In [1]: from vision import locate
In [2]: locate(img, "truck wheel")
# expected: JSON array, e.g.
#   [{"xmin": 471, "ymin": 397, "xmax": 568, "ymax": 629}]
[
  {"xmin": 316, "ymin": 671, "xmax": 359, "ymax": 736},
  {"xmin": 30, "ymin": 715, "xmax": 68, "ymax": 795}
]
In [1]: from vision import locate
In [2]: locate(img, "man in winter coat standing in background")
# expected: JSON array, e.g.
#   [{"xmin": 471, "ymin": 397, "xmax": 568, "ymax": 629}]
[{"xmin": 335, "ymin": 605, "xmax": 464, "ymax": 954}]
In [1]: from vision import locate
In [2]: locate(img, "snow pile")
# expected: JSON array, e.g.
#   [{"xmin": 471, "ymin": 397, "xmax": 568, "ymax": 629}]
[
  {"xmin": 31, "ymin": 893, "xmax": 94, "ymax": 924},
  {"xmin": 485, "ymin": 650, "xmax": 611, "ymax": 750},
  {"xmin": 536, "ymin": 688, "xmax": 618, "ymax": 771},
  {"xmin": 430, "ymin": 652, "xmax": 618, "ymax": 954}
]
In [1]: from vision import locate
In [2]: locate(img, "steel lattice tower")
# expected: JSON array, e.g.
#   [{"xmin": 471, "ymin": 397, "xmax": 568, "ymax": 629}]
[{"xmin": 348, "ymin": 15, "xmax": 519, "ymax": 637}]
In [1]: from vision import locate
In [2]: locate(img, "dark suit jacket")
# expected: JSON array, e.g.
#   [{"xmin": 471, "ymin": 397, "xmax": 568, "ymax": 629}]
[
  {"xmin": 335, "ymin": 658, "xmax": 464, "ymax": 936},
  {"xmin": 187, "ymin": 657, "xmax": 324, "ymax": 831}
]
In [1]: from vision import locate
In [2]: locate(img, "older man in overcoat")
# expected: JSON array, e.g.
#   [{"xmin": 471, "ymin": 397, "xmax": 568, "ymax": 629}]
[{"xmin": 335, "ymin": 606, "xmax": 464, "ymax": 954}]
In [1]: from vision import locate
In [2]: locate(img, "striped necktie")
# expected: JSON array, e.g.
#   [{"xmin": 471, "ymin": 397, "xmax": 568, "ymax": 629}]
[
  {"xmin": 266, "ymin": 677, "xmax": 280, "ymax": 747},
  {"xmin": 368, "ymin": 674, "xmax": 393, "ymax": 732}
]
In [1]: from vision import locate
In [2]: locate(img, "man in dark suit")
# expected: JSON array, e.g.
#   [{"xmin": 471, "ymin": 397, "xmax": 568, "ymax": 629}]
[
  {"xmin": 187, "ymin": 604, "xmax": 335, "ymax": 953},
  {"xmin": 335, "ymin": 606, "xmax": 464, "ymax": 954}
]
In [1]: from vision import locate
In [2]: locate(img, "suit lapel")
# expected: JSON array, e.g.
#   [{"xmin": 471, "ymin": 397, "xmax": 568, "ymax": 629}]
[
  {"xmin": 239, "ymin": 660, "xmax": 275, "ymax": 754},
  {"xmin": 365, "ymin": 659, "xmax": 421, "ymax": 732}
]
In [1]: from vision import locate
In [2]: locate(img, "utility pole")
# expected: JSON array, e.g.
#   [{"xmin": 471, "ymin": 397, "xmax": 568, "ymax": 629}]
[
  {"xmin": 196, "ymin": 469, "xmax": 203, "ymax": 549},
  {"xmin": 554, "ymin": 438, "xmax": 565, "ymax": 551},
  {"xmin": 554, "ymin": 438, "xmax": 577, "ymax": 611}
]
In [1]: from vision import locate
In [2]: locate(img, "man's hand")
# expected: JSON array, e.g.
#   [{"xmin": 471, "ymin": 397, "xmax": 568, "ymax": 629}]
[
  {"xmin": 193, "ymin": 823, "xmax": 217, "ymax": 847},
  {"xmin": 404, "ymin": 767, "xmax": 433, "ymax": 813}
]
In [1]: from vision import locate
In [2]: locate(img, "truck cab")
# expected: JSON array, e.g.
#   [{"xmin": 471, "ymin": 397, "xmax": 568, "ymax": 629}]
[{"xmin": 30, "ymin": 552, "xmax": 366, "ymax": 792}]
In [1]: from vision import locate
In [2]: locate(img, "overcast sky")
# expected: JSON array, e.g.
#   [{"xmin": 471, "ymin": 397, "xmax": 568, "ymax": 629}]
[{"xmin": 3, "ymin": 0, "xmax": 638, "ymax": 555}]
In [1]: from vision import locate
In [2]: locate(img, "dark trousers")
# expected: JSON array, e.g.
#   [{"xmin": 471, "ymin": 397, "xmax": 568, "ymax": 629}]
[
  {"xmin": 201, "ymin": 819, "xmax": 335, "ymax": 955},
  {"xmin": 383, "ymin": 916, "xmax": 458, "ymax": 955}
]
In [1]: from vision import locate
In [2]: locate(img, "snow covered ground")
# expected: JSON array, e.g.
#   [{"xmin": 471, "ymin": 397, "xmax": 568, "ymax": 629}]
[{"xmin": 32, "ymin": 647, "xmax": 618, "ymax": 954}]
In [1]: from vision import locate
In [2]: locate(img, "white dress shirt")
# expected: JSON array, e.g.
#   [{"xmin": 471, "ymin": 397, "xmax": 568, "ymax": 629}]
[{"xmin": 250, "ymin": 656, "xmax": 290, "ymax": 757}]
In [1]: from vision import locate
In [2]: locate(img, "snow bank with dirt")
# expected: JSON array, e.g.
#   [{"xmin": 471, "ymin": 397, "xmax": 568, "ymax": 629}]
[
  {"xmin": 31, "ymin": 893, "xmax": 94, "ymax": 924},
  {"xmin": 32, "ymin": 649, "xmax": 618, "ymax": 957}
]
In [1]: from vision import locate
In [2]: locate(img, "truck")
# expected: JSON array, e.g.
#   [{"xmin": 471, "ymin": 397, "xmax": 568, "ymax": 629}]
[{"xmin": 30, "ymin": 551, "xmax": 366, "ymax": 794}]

**REQUIREMENT:** Collect each line of the rows above that contains the word "truck".

**OUTPUT:**
In [2]: locate(img, "truck wheel")
In [2]: locate(img, "truck cab")
In [2]: locate(img, "truck")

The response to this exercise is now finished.